*** Opening of Available data ***

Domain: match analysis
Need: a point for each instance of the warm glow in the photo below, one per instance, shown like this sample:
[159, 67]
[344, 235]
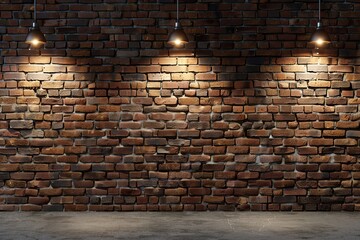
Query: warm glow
[177, 42]
[35, 42]
[319, 42]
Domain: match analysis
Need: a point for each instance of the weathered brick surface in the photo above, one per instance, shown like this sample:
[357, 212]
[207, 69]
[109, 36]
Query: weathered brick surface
[108, 117]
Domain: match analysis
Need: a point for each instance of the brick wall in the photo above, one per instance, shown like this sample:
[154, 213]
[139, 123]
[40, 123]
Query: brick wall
[246, 116]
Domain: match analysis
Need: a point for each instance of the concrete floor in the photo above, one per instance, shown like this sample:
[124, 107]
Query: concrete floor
[179, 226]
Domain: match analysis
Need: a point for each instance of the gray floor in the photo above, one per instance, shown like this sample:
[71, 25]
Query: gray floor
[186, 225]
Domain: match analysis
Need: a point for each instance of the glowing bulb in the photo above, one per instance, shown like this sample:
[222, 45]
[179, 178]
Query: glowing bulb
[35, 42]
[177, 42]
[319, 42]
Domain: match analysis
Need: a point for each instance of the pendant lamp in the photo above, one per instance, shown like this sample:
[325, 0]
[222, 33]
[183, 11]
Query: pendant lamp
[320, 37]
[178, 36]
[35, 37]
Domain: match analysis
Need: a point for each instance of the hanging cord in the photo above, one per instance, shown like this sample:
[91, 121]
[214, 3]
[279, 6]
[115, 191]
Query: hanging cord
[319, 10]
[177, 10]
[34, 10]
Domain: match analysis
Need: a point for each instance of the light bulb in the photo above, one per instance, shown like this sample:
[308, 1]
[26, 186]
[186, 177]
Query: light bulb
[319, 42]
[35, 42]
[177, 42]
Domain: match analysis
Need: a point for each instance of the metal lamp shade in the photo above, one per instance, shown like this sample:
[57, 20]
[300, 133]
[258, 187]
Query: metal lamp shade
[35, 37]
[178, 36]
[320, 37]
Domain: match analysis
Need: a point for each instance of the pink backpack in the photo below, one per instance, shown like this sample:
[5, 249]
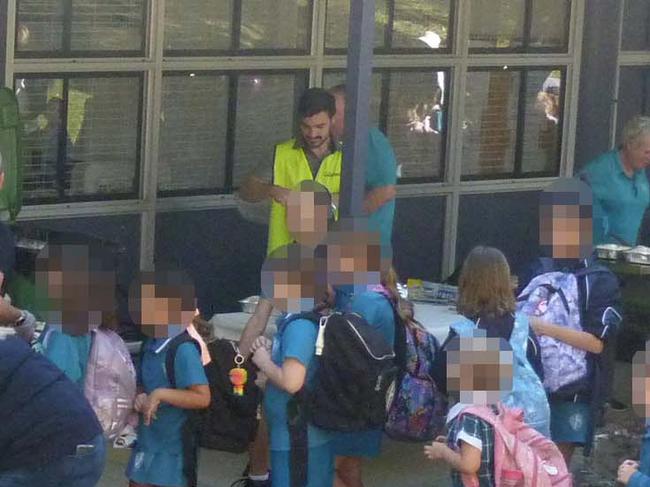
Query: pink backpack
[110, 384]
[523, 457]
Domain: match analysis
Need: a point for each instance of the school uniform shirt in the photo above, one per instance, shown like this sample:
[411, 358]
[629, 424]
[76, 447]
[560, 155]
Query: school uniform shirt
[477, 433]
[158, 456]
[619, 201]
[69, 353]
[296, 340]
[45, 416]
[378, 312]
[599, 298]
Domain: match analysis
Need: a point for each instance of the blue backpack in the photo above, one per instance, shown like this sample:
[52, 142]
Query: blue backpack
[527, 390]
[554, 297]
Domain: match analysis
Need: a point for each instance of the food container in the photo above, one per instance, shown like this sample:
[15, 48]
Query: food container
[638, 255]
[249, 304]
[611, 251]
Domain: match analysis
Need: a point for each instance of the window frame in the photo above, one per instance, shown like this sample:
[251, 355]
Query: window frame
[65, 78]
[517, 172]
[66, 50]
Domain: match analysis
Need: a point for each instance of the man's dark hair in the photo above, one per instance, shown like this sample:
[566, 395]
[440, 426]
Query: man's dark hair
[316, 100]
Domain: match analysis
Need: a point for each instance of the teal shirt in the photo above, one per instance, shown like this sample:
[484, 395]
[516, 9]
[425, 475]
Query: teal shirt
[381, 170]
[619, 201]
[69, 353]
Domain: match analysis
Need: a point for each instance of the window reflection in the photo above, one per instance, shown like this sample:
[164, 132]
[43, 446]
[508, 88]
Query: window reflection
[81, 135]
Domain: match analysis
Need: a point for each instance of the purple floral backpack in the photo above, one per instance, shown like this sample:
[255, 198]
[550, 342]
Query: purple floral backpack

*** Close of Available data ***

* _What you need to do_
Please print each entry exactly as given and keep pictures out of it.

* _Reply_
Domain: match analysis
Need: a point for each instance of the warm glow in the photo below, one per instance, shown like this sample:
[159, 67]
[344, 235]
Query: warm glow
[177, 42]
[35, 42]
[319, 42]
Domain: match analysis
Need: a point for each instance of the weathered brick surface in the photo above, one per instance, shown like this sample:
[357, 212]
[207, 69]
[109, 36]
Query: weathered brick surface
[108, 117]
Domain: match analysis
Need: a point for each instance of the brick wall in the photo above, one per instance, shown like this sample:
[154, 213]
[139, 123]
[40, 123]
Query: brick wall
[246, 116]
Domain: match analysis
Need: a point for each instance of the concrete floor in the photo above, one per instance, shown like this sample:
[124, 107]
Query: concrete floor
[179, 226]
Domain: match analysis
Need: a point for each instance of the gray floor in the photo above, one per instance, shown like this sample:
[71, 25]
Query: gray floor
[186, 225]
Domain: match analysis
Need: a point for each instance of the glowing bulb in the photo above, one per instance, shown like this sample:
[222, 45]
[179, 178]
Query: glowing bulb
[35, 42]
[177, 42]
[319, 42]
Domain: match analysis
Need: a point for each instance of the pendant lamp in the photo above, one per instance, shown like this sample:
[325, 0]
[222, 33]
[183, 11]
Query: pendant lamp
[320, 37]
[178, 36]
[35, 37]
Domain: match analysis
Need: a point for each instance of the hanging cord in the photo above, one per instance, shown like this sample:
[91, 121]
[214, 3]
[279, 6]
[115, 191]
Query: hanging cord
[319, 10]
[177, 10]
[34, 10]
Domain: match analysis
Need: a point for each instance of the light bulb in the photo above, one per instance, shown like this sample:
[308, 1]
[26, 186]
[186, 177]
Query: light bulb
[319, 42]
[35, 42]
[177, 42]
Domain: match analysis
Need: a point for each instance of the metal lamp shade in the photo above, one per instance, shown like this sample:
[57, 20]
[300, 133]
[258, 187]
Query: metal lamp shade
[35, 37]
[178, 36]
[320, 37]
Domain: match analysis
Need: a point for each instance of the pink backpack in the photo below, one per instance, shown like this sample:
[5, 249]
Query: pink backpack
[110, 384]
[523, 457]
Domain: match analysis
Need: a point for each instance of the school uniform shirt in the photo above, one per instance, shown like this sample:
[411, 358]
[629, 424]
[76, 447]
[560, 155]
Query: school uniform shirt
[477, 433]
[158, 456]
[619, 201]
[69, 353]
[296, 340]
[45, 416]
[378, 312]
[599, 298]
Domain: match analysis
Need: a point for each instance of the blue backpack in the photo above, one per instance, shown like this sample:
[52, 142]
Query: blue backpack
[527, 390]
[554, 297]
Domain: match analysis
Need: a point for each instance of the food container in the photo above, one per instance, shown like this sample:
[15, 48]
Query: food container
[638, 255]
[249, 304]
[611, 251]
Domain: match analysis
Need: a point for each instance of the window frame in the photo above, one per instance, shown like this sample:
[251, 355]
Query: window frame
[65, 78]
[517, 172]
[66, 50]
Domain: match analysis
Need: a point for each instance of the man's dark hair in the photo above, one per instance, shown like this sample:
[566, 395]
[440, 426]
Query: man's dark hair
[316, 100]
Domain: match analysis
Need: a point for each instance of the teal shirt in the photo above, one per instance, shown like this sample:
[484, 395]
[516, 9]
[425, 475]
Query: teal shirt
[381, 170]
[619, 201]
[69, 353]
Domain: match analysis
Need: a point for each instance of the window reflection in the photo above, one per instance, shown like this sample:
[164, 132]
[43, 446]
[508, 88]
Query: window reflection
[81, 135]
Domain: match analysis
Need: a point for each instance of the purple floral backpack in the photo above, one per instance, shown like this sample:
[255, 198]
[550, 342]
Query: purple floral backpack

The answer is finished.